§ GIVEN PROBLEM
What follows is a listing; restate every line of it word for word.

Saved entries
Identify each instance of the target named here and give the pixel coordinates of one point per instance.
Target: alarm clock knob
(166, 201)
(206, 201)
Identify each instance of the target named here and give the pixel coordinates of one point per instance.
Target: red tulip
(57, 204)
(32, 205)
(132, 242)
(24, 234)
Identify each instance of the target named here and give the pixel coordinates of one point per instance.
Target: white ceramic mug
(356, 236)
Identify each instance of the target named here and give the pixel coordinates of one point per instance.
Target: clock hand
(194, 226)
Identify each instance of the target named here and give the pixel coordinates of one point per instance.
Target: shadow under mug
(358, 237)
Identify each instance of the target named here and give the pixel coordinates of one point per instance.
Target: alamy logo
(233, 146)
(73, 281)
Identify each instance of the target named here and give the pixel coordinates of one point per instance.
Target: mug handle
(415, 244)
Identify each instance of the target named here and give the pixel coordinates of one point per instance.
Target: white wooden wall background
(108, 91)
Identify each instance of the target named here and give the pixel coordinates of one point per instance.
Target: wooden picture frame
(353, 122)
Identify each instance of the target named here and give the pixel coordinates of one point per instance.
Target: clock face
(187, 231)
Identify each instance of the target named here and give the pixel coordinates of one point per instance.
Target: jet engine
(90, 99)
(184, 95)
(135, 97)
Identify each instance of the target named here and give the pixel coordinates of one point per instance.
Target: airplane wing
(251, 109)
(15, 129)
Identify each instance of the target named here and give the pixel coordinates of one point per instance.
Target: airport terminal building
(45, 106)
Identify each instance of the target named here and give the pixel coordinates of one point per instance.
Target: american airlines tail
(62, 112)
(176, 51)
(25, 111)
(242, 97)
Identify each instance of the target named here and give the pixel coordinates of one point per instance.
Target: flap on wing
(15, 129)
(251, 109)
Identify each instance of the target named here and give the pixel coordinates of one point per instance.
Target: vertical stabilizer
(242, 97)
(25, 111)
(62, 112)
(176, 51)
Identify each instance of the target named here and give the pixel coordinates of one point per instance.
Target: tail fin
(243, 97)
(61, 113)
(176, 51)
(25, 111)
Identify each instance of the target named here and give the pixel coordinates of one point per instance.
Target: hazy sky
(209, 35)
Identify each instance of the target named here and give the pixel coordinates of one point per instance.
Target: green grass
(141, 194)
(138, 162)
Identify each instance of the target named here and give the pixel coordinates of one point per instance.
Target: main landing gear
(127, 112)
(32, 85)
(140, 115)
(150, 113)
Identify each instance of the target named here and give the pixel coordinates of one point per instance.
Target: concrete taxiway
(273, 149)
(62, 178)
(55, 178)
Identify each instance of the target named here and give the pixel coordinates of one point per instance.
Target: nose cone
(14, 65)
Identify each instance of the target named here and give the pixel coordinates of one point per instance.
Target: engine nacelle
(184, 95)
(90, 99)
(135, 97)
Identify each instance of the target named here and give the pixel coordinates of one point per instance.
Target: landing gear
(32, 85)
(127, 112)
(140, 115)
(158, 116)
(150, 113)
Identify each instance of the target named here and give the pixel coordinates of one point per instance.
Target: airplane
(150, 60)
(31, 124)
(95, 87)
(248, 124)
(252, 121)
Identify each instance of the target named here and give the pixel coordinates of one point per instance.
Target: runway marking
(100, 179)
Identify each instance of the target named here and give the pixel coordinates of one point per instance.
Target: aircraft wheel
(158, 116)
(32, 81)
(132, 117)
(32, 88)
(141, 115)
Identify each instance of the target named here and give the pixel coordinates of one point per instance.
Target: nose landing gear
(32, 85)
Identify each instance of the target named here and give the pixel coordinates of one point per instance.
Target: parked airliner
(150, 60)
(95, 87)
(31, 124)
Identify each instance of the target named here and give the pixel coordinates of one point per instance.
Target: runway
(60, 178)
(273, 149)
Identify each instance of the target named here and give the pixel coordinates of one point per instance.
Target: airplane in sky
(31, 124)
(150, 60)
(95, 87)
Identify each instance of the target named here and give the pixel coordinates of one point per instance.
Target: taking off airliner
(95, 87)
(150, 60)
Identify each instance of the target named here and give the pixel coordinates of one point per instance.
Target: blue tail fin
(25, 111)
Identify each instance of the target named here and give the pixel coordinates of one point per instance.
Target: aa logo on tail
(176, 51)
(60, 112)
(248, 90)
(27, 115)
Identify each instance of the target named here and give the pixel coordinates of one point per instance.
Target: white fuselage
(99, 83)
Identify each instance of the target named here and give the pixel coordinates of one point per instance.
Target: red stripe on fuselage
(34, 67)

§ RESPONSE TO THE EXERCISE
Identify each instance of the target named here and give the pixel coordinates of one point per instance.
Target: alarm clock knob
(166, 201)
(206, 201)
Identify each instance of the target named here and give the pixel coordinates of one point per instance.
Target: red tulip
(57, 204)
(32, 205)
(132, 242)
(24, 234)
Identify each instance of the target named here and give the pixel coordinates of one point per instance.
Target: white ceramic mug
(356, 236)
Identify each instance of the target named here and give the pixel coordinates of one point per instance.
Target: clock hand
(194, 226)
Identify each instance of the target named here and give the pixel coordinates of one point per instance.
Target: shadow under mug
(358, 237)
Identify each instance of the target named here and give the pixel coordinates of one point per instance.
Target: alamy logo
(233, 146)
(73, 281)
Identify each instance of the target named here and give the pixel coordinates of one point per instance.
Target: mug handle
(415, 244)
Identify each instance of the target named here and give the pixel coordinates of one point per instance.
Target: white wooden wall background
(108, 91)
Identify each instance of the target named here and give the pixel coordinates of one point per instance.
Target: wooden picture frame
(353, 122)
Identify each instance of the target named here and give the pixel coordinates of one point per instance.
Target: clock face
(187, 231)
Identify each instance of the target named here and give the pixel coordinates of one point per instance.
Target: jet engine
(90, 99)
(184, 95)
(135, 97)
Identify each instance of the target named here and give the pixel coordinates of one point per instance.
Target: airplane wing
(251, 109)
(15, 129)
Identify each instance of the target named here and give the pixel coordinates of one point per instance.
Target: airport terminal building
(45, 106)
Identify each instance of the target named here and give the pixel coordinates of one point per instance.
Target: american airlines tail
(62, 112)
(176, 51)
(25, 111)
(242, 97)
Identify each instance of the target named here and give the pixel coordinates of one point per instance.
Target: flap on wing
(15, 129)
(251, 109)
Identify each instance of the target named here and give the pixel coordinates of one point per instance.
Target: vertical stabilizer
(242, 97)
(25, 111)
(62, 112)
(176, 51)
Identify each instance of the target named here and give the pixel coordinates of one point per instance.
Target: tail fin
(243, 97)
(61, 113)
(176, 51)
(25, 111)
Identify each instance of the target named here and give the pixel coordinates of one point per instance.
Target: hazy sky
(209, 35)
Identify each instance of the target named here and give the pixel coordinates of one point per instance.
Target: green grass
(141, 194)
(138, 162)
Identify each instance of the target named here and give the pixel coordinates of one point per instance.
Target: main landing gear
(127, 112)
(32, 85)
(140, 115)
(150, 113)
Identify each instance of the target named here and give the pixel coordinates of one point per instance.
Target: concrete taxiway
(273, 149)
(62, 178)
(55, 178)
Identify each instance of the target named here and give the pixel coordinates of one point per instance.
Target: nose cone
(14, 65)
Identify each instance of the target named here and give the pixel coordinates of one point per instance.
Target: engine nacelle
(184, 95)
(90, 99)
(135, 97)
Identify each instance of the target named here and give the pixel coordinates of one point per instance.
Target: landing gear
(32, 85)
(127, 112)
(140, 115)
(158, 116)
(150, 113)
Identify each instance of the target named here and give the pixel coordinates of one point per instance.
Target: airplane
(150, 60)
(31, 124)
(95, 87)
(248, 124)
(252, 121)
Identify each instance of the target named here and give the pixel coordinates of one point per instance.
Target: runway marking
(100, 179)
Identify each instance of the target named here and give the pixel coordinates of one point per instance.
Target: aircraft wheel
(158, 116)
(32, 81)
(132, 117)
(32, 88)
(141, 115)
Identify each instance of the target named here and give the pixel coordinates of one point per instance.
Target: nose landing gear
(32, 85)
Identify each instance of the target named here and give the pixel coordinates of one point per instance.
Target: parked airliner
(150, 60)
(95, 87)
(31, 124)
Identify each instance of the target named here and give the pixel coordinates of one point per instance.
Target: runway
(60, 178)
(273, 149)
Identify each instance of the target named here and give the pixel coordinates of one point per instance.
Target: airplane in sky
(31, 124)
(150, 60)
(95, 87)
Identify each instance of the target named here and give the pixel coordinates of one point per instance.
Target: taking off airliner
(95, 87)
(150, 60)
Identify each instance of the target named here and give the pixel coordinates of one point per instance.
Target: blue tail fin
(25, 111)
Identify each instance of the target named here and give the pixel coordinates of one point per instance.
Target: aa logo on tail
(176, 51)
(60, 112)
(248, 90)
(27, 115)
Identify each instance of the target named here and give the pixel coordinates of one point per instance.
Target: white fuselage
(99, 83)
Identify each instance of the target named here and give the pixel coordinates of one point per instance.
Target: red stripe on fuselage
(34, 67)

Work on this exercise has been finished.